Exercise description.
Extract every line below that contains the word "green".

-------- Material provided

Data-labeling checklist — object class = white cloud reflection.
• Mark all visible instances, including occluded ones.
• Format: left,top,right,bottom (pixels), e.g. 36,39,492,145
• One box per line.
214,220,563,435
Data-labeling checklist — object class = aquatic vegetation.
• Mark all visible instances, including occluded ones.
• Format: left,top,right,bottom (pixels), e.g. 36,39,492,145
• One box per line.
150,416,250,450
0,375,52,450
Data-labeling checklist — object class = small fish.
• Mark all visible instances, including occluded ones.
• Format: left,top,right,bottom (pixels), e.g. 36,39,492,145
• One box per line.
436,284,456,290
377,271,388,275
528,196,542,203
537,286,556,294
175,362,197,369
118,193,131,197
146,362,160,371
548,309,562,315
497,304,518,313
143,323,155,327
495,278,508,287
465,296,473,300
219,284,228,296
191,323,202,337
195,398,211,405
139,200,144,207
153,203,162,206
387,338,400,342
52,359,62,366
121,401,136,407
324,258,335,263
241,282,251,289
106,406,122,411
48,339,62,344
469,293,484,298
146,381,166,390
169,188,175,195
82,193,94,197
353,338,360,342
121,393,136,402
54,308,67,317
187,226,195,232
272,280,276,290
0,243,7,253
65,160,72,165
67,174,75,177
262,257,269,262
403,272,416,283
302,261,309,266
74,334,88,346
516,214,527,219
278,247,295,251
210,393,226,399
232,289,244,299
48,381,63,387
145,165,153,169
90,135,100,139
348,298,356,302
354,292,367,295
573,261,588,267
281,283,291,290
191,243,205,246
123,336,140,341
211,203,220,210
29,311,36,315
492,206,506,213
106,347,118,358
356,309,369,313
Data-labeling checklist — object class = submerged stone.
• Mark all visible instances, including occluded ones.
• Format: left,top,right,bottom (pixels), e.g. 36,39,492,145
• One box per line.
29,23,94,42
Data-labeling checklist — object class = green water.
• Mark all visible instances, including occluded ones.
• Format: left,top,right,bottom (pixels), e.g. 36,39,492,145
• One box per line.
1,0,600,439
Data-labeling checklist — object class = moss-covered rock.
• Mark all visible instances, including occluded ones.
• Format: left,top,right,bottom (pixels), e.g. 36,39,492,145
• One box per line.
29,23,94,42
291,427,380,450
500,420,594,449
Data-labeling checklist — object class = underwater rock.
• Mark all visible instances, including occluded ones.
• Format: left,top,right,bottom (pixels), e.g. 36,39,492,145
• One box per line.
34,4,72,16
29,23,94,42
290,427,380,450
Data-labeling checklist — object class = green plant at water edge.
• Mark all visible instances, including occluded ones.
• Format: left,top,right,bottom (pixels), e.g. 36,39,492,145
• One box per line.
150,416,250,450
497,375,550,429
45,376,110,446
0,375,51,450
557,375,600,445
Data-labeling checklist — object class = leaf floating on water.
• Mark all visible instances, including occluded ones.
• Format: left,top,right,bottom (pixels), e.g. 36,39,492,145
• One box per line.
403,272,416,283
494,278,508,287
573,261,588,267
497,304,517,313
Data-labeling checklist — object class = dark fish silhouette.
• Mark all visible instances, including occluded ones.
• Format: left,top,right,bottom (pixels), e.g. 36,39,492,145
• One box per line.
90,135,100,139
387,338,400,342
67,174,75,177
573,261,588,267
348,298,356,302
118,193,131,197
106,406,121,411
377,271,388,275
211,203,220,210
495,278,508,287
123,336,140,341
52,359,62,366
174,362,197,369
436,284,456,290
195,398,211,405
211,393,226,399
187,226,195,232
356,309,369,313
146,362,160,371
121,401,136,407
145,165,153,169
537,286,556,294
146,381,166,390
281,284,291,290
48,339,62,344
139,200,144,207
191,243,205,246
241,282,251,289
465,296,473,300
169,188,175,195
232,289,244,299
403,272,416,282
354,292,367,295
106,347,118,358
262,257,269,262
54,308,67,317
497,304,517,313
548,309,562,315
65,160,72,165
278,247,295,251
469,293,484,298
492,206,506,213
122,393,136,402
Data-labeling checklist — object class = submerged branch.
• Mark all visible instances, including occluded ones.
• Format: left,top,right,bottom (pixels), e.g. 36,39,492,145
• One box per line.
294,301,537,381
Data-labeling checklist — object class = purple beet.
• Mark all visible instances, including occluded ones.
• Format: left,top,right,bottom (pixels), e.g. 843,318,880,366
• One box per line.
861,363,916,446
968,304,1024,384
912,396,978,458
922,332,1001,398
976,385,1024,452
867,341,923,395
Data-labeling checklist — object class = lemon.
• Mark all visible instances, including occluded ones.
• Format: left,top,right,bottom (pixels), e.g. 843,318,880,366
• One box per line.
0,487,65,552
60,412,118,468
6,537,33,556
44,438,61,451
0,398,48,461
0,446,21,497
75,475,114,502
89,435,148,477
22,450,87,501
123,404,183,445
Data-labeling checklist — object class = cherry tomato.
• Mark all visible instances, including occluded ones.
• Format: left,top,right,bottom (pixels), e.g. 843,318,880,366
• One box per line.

----------------

Completed task.
Data-labeling checklist — object class = green water.
Data-labeling checklist — object class = green plant at water edge.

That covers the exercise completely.